Rabu, 29 Januari 2020

Raden Palasara dan Dewi Durgandini

Palasara Rabi

Prabu Basukiswara, raja Wirata mendengar sabda dewa bahwa, puterinya yang bernama Durgandini, akan sembuh dari keringatnya yang berbahu busuk, jika dibuang ke bengawan Silugangga. Patih Kiswata ditunjuk untuk melaksanakan pelarungan Dewi Durgandini, dan berangkatlah patih menunaikan tugas ini.

Syahdan, terjadilah gara-gara di dunia sebab Begawan Palasara tekun sekali bertapa. Hyang Guru dan hyang Narada turun ke bumi, berubah menjadi sepasang burung emprit dan membuat sarang di gelung Begawan Palasara. Lama kelamaan burung emprit bertelur, dan menetas. Begawan Palasara menjadi murka, sebab si anak emprit tak diberi makan oleh induknya. Dikejarlah burung emprit itu, ke mana saja terbangnya begawan Palasara membuntutinya. Untuk mengejar burung emprit yang sudah di seberang bengawan Silugangga adalah sukar.


Kebetulan sekali terlihat oleh sang Begawan sebuah perahu beserta tukang satangnya. Dipanggilnya perahu itu dan datanglah ia. Di dalam perjalanan menyeberang bengawan, diketahuilah bahwa tukang satangnya seorang wanita yang sangat cantik. Pada tatapan pertama sang Begawan merasa jatuh cinta. Luapan asmara yang tak dapat dicegah itu, menjadikan sang begawan Palasara mengeluarkan airmaninya.

Data Mentah –

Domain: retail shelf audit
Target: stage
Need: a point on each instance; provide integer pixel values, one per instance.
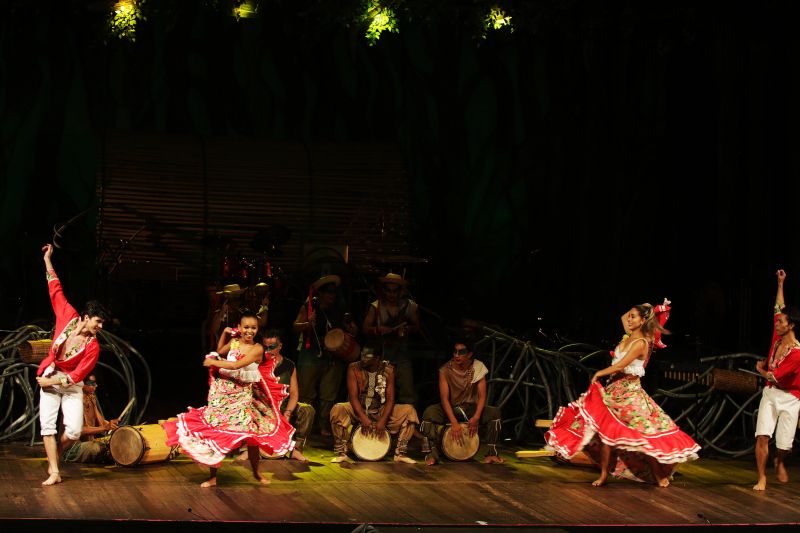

Latihan Singkat –
Tuliskan lanjutan cerita Raden Palasara dan Dewi Durgandini, dimulai tepat setelah kalimat terakhirnya.

Keluaran Tugas –
Menyadari hal itu percikan air mani yang tertumpah sebagian diusapkannya di tepian kayu perahu, sebagian lagi menetes ke air bengawan, dan ditelan ikan Tambra dan kepiting. Heran sang Begawan mengetahui bahwa Dewi Durgandini berkeringat yang sangat busuk baunya. Setelah diceriterakan asal mulanya sang dewi dilarung di bengawan Silugangga, sang bersedia mengobatinya, dan sembuhlah sang dewi dari penyakitnya. Demikian pula mengenai teka-teki yang terutulis di perahu tersebut, sang Begawan tak merasa khawatir lagi. Dewi Durgandini lalu dapat diperistri oleh sang Begawan Palasara.

Naiklah keduanya ke darat, Begawan Palasara bersemedi. Dengan bersenjakan panah dibasmilah hutan sekitar tempat bersemedi itu, dan hutan Gajahoya, atas karunia dewa, berubah menjadi suatu negeri yang disebut Astina. Hutan yang berisi bermacam-macam binatang itu kemudian berubah menjadi hutan berisi manusia, dengan rajanya Andaka, Rajari, Rajamariyi. Kesemuanya itu menjadi kawula Begawan Palasara.

Perahu yang ditinggalkan oleh Dewi Durgandini dan Begawan Palasara pecah. Dengan hilangnya perahu timbullah manusia kembar, kepiting dan ikan tambra berubah menjadi manusia. Hyang Brama menjelaskan kepada mereka, dan bersabda, wahai, sebenarnya kau berempat ini puttra Palasara, ibumu adalah Dewi Durgandini, jika kamu sekalian ingin bertemu dengan ayah bundamu, pergilah ke Astina, ayahmu menjadi raja di negara tersebut. Kamu yang lahir lebih dahulu kunamakan Raden Kencakarupa dan Rupakenca. Yang lahir kemudian, yang berujud putrid, kunamai dewi Rekatawati, dan saudaramu itu kuberi nama raden Rajamala, lalu pergilah keempat putra Begawan Palasara ke Astina.

Sangat suka citalah Begawan Palasara, dengan kelahiran putranya dari Dewi Durgandini di Astina, diberi nama, Kresnadipayana, Biyasa adalah julukan nama dari ki lurah Semar.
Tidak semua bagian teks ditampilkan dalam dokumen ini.